[[ TEXT FOR ANALYSIS, beginning ]]

- Dumriguri Location in West Bengal, India Dumriguri Dumriguri (India)
- Coordinates: 26°42′29″N 88°19′34″E﻿ / ﻿26.708032°N 88.326167°E
- Country: India 26.708032 88.326167
- State: West Bengal
- District: Darjeeling

Area
- • Total: 2.7033 km^{2} (1.0437 sq mi)

Population (2011)
- • Total: 13,416
- • Density: 4,962.8/km^{2} (12,854/sq mi)

Languages
- • Official: Bengali, English
- Time zone: UTC+5:30 (IST)
- PIN: 734429
- Telephone/STD code: 0353
- Vehicle registration: WB
- Lok Sabha constituency: Darjeeling
- Vidhan Sabha constituency: Matigara-Naxalbari
- Website: darjeeling.gov.in

= Dumriguri =

Dumriguri is a census town in the Naxalbari CD block in the Siliguri subdivision of Darjeeling district in the state of West Bengal, India.

==Geography==

===Location===
Dumriguri is located at .

[[ TEXT FOR ANALYSIS, end ]]
[[ RECORDS SHOWN, beginning ]]

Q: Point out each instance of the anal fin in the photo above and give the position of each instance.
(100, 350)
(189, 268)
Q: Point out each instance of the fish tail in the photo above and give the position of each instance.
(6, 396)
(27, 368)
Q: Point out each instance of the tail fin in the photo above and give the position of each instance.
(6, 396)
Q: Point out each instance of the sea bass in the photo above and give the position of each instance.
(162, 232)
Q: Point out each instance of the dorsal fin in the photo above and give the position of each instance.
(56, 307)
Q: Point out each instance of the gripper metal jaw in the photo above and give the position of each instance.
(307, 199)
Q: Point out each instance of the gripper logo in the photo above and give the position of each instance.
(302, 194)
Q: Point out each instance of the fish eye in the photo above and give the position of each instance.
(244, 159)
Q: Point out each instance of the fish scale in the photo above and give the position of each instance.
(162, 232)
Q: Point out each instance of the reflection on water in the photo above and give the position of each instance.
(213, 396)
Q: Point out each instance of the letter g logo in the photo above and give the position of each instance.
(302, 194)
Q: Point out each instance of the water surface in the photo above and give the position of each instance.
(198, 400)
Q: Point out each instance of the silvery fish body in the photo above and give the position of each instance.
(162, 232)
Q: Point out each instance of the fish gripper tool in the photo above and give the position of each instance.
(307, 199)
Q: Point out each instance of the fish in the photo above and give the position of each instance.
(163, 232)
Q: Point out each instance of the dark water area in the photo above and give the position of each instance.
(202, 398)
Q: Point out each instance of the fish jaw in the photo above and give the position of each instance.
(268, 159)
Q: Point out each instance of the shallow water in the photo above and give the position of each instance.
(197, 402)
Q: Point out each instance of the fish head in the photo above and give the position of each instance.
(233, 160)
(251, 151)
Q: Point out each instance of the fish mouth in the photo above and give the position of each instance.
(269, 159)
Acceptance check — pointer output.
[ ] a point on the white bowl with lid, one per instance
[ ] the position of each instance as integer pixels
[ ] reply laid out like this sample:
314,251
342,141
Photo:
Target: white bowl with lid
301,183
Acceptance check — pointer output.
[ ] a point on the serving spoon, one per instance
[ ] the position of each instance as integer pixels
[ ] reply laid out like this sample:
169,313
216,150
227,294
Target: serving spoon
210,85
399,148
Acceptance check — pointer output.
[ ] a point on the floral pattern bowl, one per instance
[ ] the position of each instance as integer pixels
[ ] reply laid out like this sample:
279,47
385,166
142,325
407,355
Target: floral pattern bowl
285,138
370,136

[[ RECORDS SHOWN, end ]]
[[ RECORDS SHOWN, beginning ]]

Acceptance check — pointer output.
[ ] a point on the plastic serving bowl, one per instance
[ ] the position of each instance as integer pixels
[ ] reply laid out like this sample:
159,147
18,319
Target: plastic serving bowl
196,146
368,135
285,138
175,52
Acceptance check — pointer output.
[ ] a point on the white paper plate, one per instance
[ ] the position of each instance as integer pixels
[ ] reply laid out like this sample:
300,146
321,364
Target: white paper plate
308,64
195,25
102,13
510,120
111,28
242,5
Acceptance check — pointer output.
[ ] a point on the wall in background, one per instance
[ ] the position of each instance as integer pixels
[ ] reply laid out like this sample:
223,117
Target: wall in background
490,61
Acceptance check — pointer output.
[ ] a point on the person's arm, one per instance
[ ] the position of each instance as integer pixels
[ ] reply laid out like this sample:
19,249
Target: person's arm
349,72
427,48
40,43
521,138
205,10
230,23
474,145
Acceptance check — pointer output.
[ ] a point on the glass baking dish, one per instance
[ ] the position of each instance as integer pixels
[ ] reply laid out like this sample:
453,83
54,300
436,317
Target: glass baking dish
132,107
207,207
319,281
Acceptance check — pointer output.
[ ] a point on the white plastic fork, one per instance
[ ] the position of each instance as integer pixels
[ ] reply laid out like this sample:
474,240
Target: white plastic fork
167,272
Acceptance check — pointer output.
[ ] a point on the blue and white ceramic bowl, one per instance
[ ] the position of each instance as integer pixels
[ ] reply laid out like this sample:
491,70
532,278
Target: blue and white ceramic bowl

[[ RECORDS SHOWN, end ]]
[[ RECORDS SHOWN, beginning ]]

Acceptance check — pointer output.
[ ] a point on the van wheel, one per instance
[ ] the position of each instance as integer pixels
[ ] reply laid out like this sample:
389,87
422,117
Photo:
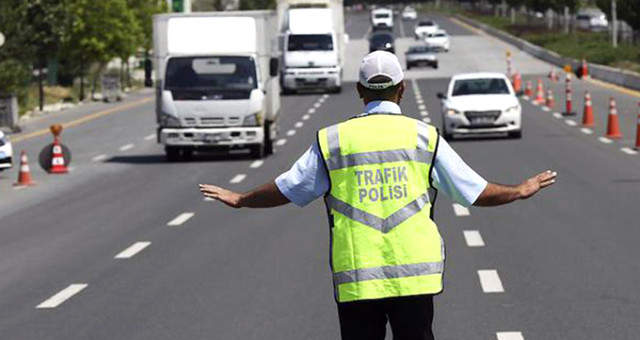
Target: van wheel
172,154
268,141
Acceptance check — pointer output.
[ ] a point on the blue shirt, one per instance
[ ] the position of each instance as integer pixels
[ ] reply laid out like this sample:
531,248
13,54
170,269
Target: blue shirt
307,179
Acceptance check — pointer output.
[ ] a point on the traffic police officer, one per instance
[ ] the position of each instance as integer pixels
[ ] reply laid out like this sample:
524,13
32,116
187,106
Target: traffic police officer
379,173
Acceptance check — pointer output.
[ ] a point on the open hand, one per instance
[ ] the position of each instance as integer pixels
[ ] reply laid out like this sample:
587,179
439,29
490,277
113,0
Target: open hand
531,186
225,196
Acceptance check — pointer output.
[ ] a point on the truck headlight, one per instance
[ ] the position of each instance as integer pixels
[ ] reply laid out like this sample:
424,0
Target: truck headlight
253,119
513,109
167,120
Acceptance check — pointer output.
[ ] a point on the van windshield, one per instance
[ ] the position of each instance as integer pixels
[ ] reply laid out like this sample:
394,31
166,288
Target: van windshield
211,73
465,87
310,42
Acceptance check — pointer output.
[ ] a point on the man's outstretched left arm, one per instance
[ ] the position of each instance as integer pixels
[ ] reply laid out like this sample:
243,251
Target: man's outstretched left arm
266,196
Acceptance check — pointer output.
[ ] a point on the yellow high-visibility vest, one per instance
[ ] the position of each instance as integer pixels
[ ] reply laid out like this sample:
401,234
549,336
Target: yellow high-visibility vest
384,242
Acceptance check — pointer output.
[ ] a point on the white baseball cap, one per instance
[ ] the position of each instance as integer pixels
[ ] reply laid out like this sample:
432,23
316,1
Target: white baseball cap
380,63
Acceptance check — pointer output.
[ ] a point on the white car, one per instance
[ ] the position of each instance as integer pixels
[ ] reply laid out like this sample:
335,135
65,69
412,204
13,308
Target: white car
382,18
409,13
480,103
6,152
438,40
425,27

[[ RECORDS SHOWN, end ]]

▸ **EXERCISE DESCRIPTION**
Using the text about Dumriguri, answer the following:
(a) What was the total population in 2011?
(b) Which Vidhan Sabha constituency is the town in?
(c) In which CD block is Dumriguri a census town?
These rows have no connection to the text about Dumriguri.

▸ **RESULT**
(a) 13,416
(b) Matigara-Naxalbari
(c) The Naxalbari CD block